Saturday, June 14, 2008

Messes


What is it about weekends that I can really relax into whatever it is I'm doing and not worry about time or To-Dos? After all, I'm not at a paying job, not having to clock in anywhere or fill any quotas during the week. Maybe it's some Protestant-work-ethic, go-out-and-make-something-of-yourself American socialization.

Whatever the reason, the best part is that I can enjoy myself with Felix and Dan on weekends. Especially one like today, clear and sunny at long last. Today's sunshine has an effect like childbirth: the agony of cold, rainy weeks vanishes at the sight of the first warm, clear day.

This past week I felt irritable and impatient with Felix, even after I had time to myself while he'd spent hours at his grandparents' or at preschool during the day. He has fits of whining for candy, where I try to sympathize while telling him "not today," but after listening to his broken-record "lollipop...lollipop" or "gumdrops...gumdrops" a few hundred times, it's like the opposite of hearing a soothing chant: I finally yell, "STOP! I DON'T WANT TO HEAR YOUR WHINING!" I try to balance my tone of voice between This Is Your Last Chance authority and I Am Not Mad At You. Whenever I get abrupt with him, he bursts into tears, which I think is partly manipulation and partly that his feelings really do get hurt, which induces instant guilt in me.

MATERIAL SUPPLIED

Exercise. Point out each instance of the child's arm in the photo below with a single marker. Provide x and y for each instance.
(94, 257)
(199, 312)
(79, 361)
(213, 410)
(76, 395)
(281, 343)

PROBLEMS
- 1) Answer each question from the blog post.
(a) How does the writer describe today's weather?
(b) Where had Felix spent hours during the day this past week?
(c) Which words does Felix repeat when he whines for candy?
- 2) According to the blog post, why does the writer finally yell at Felix when he whines for candy?
- 3) Reproduce the part of the blog post that opens with the words containing "What is it about" and closes with "go-out-and-make-something-of-yourself American socialization.".
Use only the blog post to complete these tasks.

OUTPUTS FOR THE TASKS
- 1)
(a) Clear and sunny, at long last.
(b) At his grandparents' or at preschool.
(c) "Lollipop" and "gumdrops."

- 2) The writer tries to sympathize and says "not today," but then hears his broken-record "lollipop...lollipop" or "gumdrops...gumdrops" a few hundred times. The repetition feels like the opposite of a soothing chant, so the writer ends up yelling at him to stop.

- 3)
What is it about weekends that I can really relax into whatever it is I'm doing and not worry about time or To-Dos? After all, I'm not at a paying job, not having to clock in anywhere or fill any quotas during the week. Maybe it's some Protestant-work-ethic, go-out-and-make-something-of-yourself American socialization.